State v. Rolls
Decision Date | 28 February 2020 |
Docket Number | No. 18-274,18-274 |
Citation | 229 A.3d 695 |
Parties | STATE of Vermont v. Brandon ROLLS |
Court | Vermont Supreme Court |
Ian C. Sullivan, Rutland County Chief Deputy State's Attorney, Rutland, for Plaintiff-Appellee.
Allison N. Fulcher of Martin & Delaney Law Group, Barre, for Defendant-Appellant.
PRESENT: Reiber, C.J., Robinson, Eaton and Carroll, JJ., and Skoglund, J. (Ret.), Specially Assigned
¶ 1. Following a jury trial, defendant Brandon Rolls was acquitted of the charged offense of aggravated sexual assault of a minor but convicted of the lesser-included offense of sexual assault. On appeal, he argues that the trial court erred in its jury instructions, mandating reversal of his conviction and sentence. We affirm.
¶ 2. The State charged defendant with aggravated sexual assault of a minor. Following a four-day trial, the State requested a jury instruction on the lesser-included offense of sexual assault. Defense counsel objected, arguing that defendant had the right to waive a lesser-included-offense instruction. The trial court overruled the objection, explaining that it must provide a lesser-included-offense instruction upon either party's request if the evidence supports the instruction, as it did in this case. Defense counsel did not object to the language the court proposed for the lesser-included-offense instruction. The court subsequently instructed the jury as follows:
If you decide that the State has not proven each of the essential elements of aggravated sexual assault, then you must consider whether [defendant] is guilty of the offense of sexual assault. Or if you are unable to agree upon a verdict considering the charge of aggravated sexual assault after all reasonable efforts to reach a unanimous verdict, then you may move on to consider the offense of sexual assault.
¶ 3. After deliberating from around 5:00 p.m. to 7:00 p.m., the jury sent a note to the court stating, "At this time we cannot give you a verdict." The court responded in writing by asking the jury to "clarify the intent of the note." The court further stated in its response:
[I]n the event that the note is intended to indicate an inability to reach a unanimous verdict, the court would ask that you discuss whether you believe that further deliberations may result in a unanimous verdict ... as well as discuss whether you believe that ending deliberations at this time and returning to deliberate in the morning may result in a unanimous verdict. If you do not believe that further deliberations will assist you in arriving at a unanimous verdict, then you should report this to the court.
::::
(TASK GOAL) In the court opinion, what did the jury's first note to the court say? Answer using only the information in the court opinion above.

(STORED RECORDS)
::::
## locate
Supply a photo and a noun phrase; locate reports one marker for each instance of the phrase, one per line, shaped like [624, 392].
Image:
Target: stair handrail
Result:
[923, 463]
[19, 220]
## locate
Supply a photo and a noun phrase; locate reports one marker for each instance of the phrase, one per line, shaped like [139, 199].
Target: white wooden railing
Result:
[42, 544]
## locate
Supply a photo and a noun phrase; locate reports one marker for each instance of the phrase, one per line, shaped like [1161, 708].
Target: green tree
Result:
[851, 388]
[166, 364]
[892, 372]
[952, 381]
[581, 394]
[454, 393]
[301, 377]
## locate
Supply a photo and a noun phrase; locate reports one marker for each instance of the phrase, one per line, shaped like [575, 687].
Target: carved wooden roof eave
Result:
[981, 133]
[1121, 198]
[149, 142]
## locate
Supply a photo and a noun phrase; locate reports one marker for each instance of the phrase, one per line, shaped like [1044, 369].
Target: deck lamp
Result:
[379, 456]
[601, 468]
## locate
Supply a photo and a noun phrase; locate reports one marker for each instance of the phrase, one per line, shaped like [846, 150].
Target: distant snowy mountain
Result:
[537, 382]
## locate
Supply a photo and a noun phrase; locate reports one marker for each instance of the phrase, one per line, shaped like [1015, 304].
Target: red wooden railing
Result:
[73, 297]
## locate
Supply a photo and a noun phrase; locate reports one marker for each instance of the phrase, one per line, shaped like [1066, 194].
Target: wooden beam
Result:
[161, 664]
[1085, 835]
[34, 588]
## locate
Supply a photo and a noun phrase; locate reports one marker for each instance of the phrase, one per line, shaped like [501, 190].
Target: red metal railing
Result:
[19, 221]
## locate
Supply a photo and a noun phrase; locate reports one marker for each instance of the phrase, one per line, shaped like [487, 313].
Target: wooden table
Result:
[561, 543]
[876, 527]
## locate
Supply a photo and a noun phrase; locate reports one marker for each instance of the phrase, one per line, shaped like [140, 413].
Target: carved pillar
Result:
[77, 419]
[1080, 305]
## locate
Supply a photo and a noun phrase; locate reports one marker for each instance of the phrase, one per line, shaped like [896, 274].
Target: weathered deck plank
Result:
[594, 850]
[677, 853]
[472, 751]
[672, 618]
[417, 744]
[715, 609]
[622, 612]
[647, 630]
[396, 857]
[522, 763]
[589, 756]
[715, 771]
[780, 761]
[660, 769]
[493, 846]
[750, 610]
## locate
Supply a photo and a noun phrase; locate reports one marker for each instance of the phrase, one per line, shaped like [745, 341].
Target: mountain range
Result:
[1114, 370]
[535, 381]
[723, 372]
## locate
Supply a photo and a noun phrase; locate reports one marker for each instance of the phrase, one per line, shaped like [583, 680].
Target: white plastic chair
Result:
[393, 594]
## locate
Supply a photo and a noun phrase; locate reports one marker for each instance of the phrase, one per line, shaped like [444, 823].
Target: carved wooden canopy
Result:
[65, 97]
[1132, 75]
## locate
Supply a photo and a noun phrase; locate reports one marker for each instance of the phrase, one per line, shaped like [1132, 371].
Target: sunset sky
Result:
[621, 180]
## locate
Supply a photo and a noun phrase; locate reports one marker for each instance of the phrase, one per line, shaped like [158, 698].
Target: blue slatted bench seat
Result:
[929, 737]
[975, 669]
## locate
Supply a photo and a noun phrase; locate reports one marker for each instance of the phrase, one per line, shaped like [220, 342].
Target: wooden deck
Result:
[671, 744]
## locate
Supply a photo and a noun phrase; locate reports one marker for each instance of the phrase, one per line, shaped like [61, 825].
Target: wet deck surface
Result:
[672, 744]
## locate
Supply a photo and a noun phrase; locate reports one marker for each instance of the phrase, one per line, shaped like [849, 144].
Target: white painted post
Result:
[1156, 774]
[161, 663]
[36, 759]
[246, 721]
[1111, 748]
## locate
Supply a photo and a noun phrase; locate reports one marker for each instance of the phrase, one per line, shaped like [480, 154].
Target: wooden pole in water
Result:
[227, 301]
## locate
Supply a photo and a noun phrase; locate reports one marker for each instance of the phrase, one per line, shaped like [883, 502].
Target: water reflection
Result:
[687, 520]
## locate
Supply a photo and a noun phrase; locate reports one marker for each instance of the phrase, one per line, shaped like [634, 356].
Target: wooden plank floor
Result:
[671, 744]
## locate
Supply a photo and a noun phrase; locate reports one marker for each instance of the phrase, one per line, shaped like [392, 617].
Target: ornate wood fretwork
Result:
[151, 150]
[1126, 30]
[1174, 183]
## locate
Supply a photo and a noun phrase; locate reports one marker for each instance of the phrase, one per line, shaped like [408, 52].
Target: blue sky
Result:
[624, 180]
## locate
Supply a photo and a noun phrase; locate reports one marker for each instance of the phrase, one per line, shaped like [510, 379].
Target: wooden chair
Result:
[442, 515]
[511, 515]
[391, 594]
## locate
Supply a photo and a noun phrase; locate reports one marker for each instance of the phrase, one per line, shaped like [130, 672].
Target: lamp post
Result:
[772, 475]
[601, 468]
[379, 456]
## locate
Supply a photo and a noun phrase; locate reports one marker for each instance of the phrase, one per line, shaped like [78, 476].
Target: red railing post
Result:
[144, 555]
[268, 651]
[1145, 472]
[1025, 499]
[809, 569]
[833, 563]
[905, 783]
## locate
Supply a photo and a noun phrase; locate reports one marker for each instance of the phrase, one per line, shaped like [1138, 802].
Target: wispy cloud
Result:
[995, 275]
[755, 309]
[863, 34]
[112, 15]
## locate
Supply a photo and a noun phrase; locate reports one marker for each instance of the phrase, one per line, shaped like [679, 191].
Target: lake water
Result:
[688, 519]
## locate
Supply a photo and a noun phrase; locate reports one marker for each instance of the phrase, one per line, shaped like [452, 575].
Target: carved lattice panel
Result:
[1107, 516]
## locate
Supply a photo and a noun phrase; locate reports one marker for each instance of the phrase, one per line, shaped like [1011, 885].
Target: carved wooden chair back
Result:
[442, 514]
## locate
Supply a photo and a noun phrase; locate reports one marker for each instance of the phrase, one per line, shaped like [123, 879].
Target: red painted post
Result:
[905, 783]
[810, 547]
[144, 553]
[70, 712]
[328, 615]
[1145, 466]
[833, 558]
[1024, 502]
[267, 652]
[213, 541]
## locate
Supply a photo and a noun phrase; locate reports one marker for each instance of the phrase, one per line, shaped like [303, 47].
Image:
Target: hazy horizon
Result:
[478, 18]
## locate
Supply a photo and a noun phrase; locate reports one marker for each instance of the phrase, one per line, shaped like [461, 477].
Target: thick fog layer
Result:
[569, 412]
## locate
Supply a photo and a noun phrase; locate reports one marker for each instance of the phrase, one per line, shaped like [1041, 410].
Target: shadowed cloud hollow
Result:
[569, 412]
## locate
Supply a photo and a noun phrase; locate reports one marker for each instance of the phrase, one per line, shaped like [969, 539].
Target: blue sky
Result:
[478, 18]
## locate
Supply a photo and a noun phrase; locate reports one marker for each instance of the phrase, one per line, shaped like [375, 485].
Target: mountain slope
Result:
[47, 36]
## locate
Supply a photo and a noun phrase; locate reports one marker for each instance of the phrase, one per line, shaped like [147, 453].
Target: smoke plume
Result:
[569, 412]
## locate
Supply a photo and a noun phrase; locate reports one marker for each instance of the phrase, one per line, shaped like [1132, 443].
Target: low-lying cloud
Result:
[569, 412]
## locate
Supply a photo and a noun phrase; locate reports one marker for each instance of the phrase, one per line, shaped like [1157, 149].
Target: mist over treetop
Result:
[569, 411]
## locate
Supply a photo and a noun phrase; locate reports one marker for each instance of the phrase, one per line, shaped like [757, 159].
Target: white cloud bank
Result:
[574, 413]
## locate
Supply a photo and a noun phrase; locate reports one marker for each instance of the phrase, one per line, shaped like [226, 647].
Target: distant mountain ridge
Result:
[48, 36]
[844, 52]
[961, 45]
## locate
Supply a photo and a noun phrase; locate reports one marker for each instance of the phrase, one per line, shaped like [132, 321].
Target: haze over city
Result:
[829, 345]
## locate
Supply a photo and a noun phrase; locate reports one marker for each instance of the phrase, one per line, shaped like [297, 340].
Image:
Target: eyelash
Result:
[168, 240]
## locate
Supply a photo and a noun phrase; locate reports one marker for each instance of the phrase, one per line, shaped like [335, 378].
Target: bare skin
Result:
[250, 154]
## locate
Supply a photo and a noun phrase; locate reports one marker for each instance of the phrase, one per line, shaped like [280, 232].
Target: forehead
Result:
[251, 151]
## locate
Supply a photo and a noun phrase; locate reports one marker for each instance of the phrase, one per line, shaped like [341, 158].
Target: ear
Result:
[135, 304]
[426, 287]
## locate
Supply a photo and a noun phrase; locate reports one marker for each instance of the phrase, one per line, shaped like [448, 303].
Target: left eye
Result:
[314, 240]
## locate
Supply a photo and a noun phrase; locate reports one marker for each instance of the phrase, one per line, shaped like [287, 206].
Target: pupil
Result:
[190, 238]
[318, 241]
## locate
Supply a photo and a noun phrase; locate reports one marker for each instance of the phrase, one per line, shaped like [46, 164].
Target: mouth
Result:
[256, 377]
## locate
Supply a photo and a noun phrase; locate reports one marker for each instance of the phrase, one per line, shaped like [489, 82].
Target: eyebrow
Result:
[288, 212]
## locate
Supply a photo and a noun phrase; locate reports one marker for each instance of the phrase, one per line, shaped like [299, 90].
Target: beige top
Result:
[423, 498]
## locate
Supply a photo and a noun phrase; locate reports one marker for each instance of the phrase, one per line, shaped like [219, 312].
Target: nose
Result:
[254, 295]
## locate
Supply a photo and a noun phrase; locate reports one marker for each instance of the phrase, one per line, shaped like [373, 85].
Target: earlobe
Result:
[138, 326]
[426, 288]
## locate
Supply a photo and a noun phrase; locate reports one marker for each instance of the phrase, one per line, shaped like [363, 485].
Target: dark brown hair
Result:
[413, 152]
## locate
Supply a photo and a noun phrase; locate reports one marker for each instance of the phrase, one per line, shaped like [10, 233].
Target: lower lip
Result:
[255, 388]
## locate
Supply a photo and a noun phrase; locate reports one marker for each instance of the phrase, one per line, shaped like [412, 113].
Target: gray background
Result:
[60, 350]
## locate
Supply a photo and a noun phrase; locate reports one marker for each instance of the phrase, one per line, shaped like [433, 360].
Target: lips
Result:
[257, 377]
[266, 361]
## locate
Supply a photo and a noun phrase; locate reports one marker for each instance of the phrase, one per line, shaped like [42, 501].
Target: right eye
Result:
::::
(SOLUTION BELOW) The note said, "At this time we cannot give you a verdict."